Gül yaprağı olmak | Neslihan Dağlı
Bir
zamanlar bilginler ve şairler, ‘suskunlar meclisi’ adıyla bir topluluk
oluşturmuşlardı.
Üye sayısı kırk kişiydi ve bunu artırmıyorlardı. Üyeliğin ilk şartı çok
düşünmek fakat çok az konuşmaktı.
O zamanlar meşhur şair ve bilgin Molla Câmî, bu meclisin aşkındaydı. Günün
birinde suskunlar meclisinin bir üyesinin öldüğünü duyunca, onun yerine aday
olmak için bilginlerin bulunduğu köşke geldi.
Kendisini karşılayan kapıcıya bir şey söylemeden, ismini bir
kağıda yazarak o sırada toplantı halinde bulunan suskunlar meclisine gönderdi.
Meclis üyeleri bu teklifi görünce biraz üzüldüler. Molla Câmî
oraya layık bir bilgindi, ama ölen üyenin yerine başka birini almışlardı.
Yeni bir üye için yer yoktu. Meclisin başkanı, bir bardağı
tamamen suyla doldurduktan sonra Molla Câmî’ye gönderdi. Zeki bilgin durumu
kavramıştı. Bir damla daha olsa bardak taşacaktı. Bunun üzerine o da hemen
oracıktaki bir gül dalından küçük bir yaprak koparıp, nazikçe suyun üstüne
koyuverdi.Bardak taşmamıştı. Bunu içeri gönderdi.
Meclistekiler bu kibar cevabın mânasını anlamışlardı: Zarif
insanların yeri başkaydı. Üyeler, bu değerli bilgini de aralarına almaya karar
verdiler.

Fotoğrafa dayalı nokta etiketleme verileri
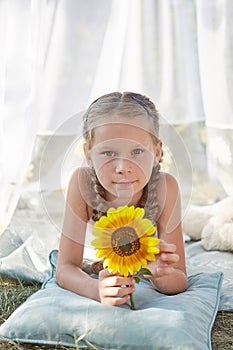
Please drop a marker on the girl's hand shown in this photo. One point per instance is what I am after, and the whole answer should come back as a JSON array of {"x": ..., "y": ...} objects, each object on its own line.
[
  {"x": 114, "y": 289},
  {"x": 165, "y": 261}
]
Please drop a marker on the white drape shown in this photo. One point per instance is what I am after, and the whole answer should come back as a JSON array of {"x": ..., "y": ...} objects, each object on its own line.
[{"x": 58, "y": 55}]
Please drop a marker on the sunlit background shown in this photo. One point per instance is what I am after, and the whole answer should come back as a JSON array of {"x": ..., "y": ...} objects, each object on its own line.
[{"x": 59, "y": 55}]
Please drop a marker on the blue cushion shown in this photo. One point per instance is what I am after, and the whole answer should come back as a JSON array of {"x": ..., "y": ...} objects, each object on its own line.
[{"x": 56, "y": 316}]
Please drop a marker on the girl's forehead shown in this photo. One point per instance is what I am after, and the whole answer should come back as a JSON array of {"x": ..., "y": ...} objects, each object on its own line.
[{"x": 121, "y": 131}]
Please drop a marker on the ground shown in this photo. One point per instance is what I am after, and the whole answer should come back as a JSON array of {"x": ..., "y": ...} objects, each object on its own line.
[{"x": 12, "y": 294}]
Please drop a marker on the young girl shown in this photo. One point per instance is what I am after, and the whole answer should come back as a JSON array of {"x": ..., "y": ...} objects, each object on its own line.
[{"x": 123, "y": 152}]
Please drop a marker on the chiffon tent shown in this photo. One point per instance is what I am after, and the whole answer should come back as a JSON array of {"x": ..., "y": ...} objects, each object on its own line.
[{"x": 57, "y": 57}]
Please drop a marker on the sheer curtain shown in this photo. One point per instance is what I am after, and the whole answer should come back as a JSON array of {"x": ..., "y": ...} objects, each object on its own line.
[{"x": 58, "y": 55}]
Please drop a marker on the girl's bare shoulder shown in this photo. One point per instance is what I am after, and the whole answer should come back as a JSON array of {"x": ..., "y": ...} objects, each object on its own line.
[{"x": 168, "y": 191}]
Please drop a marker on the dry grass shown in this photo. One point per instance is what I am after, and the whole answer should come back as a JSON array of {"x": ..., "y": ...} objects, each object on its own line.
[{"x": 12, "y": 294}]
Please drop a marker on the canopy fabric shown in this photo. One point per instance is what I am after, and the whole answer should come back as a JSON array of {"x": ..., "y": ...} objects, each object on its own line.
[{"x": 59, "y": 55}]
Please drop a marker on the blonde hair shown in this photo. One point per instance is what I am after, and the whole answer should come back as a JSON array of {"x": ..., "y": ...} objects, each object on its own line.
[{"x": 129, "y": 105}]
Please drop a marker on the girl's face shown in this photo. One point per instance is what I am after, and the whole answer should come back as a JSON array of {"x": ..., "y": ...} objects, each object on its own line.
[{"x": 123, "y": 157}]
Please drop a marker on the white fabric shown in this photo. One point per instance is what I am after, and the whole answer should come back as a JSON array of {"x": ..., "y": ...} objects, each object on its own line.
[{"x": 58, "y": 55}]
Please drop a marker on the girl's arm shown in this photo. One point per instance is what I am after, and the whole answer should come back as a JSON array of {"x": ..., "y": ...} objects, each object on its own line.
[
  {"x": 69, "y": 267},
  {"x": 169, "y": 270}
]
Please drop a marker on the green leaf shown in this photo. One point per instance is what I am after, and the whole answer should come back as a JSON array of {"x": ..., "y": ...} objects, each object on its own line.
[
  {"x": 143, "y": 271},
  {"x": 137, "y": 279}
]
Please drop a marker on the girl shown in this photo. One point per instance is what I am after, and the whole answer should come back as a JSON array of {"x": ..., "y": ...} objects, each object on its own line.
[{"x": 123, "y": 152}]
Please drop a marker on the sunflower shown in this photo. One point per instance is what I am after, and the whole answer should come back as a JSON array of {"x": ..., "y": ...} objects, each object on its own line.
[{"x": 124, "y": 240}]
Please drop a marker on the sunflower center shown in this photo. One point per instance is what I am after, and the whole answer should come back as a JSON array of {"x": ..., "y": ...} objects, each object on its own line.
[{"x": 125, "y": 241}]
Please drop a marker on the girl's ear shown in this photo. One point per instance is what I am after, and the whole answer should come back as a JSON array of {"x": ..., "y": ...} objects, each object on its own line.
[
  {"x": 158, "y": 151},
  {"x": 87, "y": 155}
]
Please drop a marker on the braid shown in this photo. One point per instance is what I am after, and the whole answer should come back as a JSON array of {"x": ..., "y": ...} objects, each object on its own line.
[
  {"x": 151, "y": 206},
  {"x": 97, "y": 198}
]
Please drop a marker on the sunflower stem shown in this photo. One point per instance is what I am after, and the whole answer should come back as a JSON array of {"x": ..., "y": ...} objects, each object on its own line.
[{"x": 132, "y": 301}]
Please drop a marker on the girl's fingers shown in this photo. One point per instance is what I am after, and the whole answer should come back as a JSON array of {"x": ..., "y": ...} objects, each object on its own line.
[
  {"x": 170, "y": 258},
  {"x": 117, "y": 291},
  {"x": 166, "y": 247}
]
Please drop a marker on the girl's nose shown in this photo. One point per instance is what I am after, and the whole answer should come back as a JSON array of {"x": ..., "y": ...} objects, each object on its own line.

Amaçlar
1 – Gül yaprağı hikâyesine göre aşağıdaki soruları cevaplayınız.
(a) Suskunlar meclisinin üye sayısı kaç kişiydi?
(b) Meclisin başkanı Molla Câmî'ye ne gönderdi?
(c) Molla Câmî suyun üstüne ne koydu?
2 – Gül yaprağı hikâyesinde "O zamanlar meşhur" ifadesinden "bulunduğu köşke geldi." ifadesine kadar uzanan bölümün tamamını olduğu gibi yineleyiniz.
Yalnızca gül yaprağı hikâyesindeki bilgilere dayanınız.

Cevap listesi
1 –
(a) Kırk kişiydi.
(b) Tamamen suyla doldurulmuş bir bardak gönderdi.
(c) Bir gül dalından kopardığı küçük bir yaprağı koydu.

2 –
O zamanlar meşhur şair ve bilgin Molla Câmî, bu meclisin aşkındaydı. Günün
birinde suskunlar meclisinin bir üyesinin öldüğünü duyunca, onun yerine aday
olmak için bilginlerin bulunduğu köşke geldi.